> [TEXTO DEL EJERCICIO]
La sal sazona los alimentos y los preserva de la corrupción. Además,
en la cultura judía del tiempo de Jesús, la sal era símbolo de sabiduría,
amistad y disponibilidad para el sacrificio. Dirigidas a nosotros, estas palabras
de Jesús nos dicen que debemos mostrar el sabor de los valores del evangelio y
la perseverancia en el buen obrar. Y hemos de ser sal de la tierra porque nuestra fe en Cristo
le da sentido no solamente a nuestra vida personal, sino a las relaciones en
sociedad. Somos sal de la tierra si transmitimos y defendemos los valores del
evangelio, y procuramos mantener en el mundo las inquietudes por la justicia verdadera,
luchando contra todo lo que hace que nuestra sociedad se corrompa y se degrade.
Volverse insípido, en cambio,
es perder el sabor de Cristo, incurrir en la tibieza, dejar que se enfríe el
amor, perder mística, pasión, anhelo de entrega. Es una tentación en la que
todos podemos incurrir, porque somos continuamente afectados por otros modos de
pensar, otros sabores, y por ello debemos estar vigilantes.
Ustedes son la luz del mundo, dice también Jesús. Él es la Luz. Y
lo afirmó: Yo soy la luz del mundo, el
que me sigue tendrá la luz de la vida (Jn 18). Él es quien ilumina, nosotros recibimos de su luz y damos luz. La
identidad cristiana cuando está asimilada se deja ver, se trasluce, resalta. Pero
también aquí se da una contraposición: porque el mundo tiene otras luces que encandilan
y fascinan con sus propuestas de felicidad engañosa o efímera.

> [DATOS DEL EJERCICIO]
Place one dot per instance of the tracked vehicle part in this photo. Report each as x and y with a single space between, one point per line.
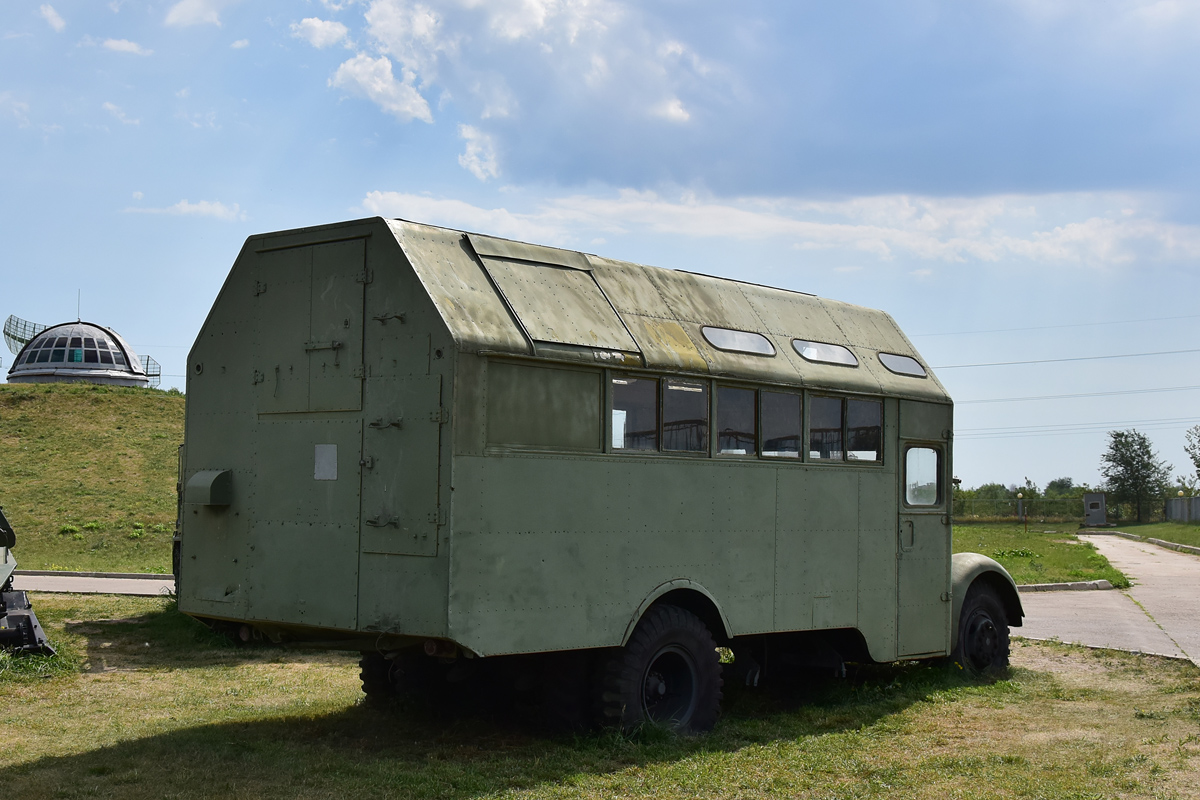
19 629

> [PROBLEMAS PROPUESTOS]
a - ¿Puede reescribir en forma de lista el párrafo del texto sobre la sal y la luz que empieza con "Volverse insípido, en cambio", conservando sus datos principales?
b - Responda estas preguntas según el texto sobre la sal y la luz:
(i) ¿Qué dos efectos tiene la sal sobre los alimentos?
(ii) ¿De qué era símbolo la sal en la cultura judía del tiempo de Jesús?
(iii) ¿Qué hacen las otras luces del mundo?
c - Transcriba literalmente el fragmento del texto sobre la sal y la luz que empieza en las palabras "Volverse insípido, en" y termina después de "engañosa o efímera.".

> [RESPUESTAS EN ORDEN]
a -
- Volverse insípido es perder el sabor de Cristo: caer en la tibieza, dejar que se enfríe el amor y perder mística, pasión y anhelo de entrega.
- Es una tentación en la que todos podemos caer, porque otros modos de pensar y otros sabores nos afectan continuamente.
- Por eso debemos estar vigilantes.

b -
(i) Los sazona y los preserva de la corrupción.
(ii) De sabiduría, amistad y disponibilidad para el sacrificio.
(iii) Encandilan y fascinan con sus propuestas de felicidad engañosa o efímera.

c -
Volverse insípido, en cambio,
es perder el sabor de Cristo, incurrir en la tibieza, dejar que se enfríe el
amor, perder mística, pasión, anhelo de entrega. Es una tentación en la que
todos podemos incurrir, porque somos continuamente afectados por otros modos de
pensar, otros sabores, y por ello debemos estar vigilantes.
Ustedes son la luz del mundo, dice también Jesús. Él es la Luz. Y
lo afirmó: Yo soy la luz del mundo, el
que me sigue tendrá la luz de la vida (Jn 18). Él es quien ilumina, nosotros recibimos de su luz y damos luz. La
identidad cristiana cuando está asimilada se deja ver, se trasluce, resalta. Pero
también aquí se da una contraposición: porque el mundo tiene otras luces que encandilan
y fascinan con sus propuestas de felicidad engañosa o efímera.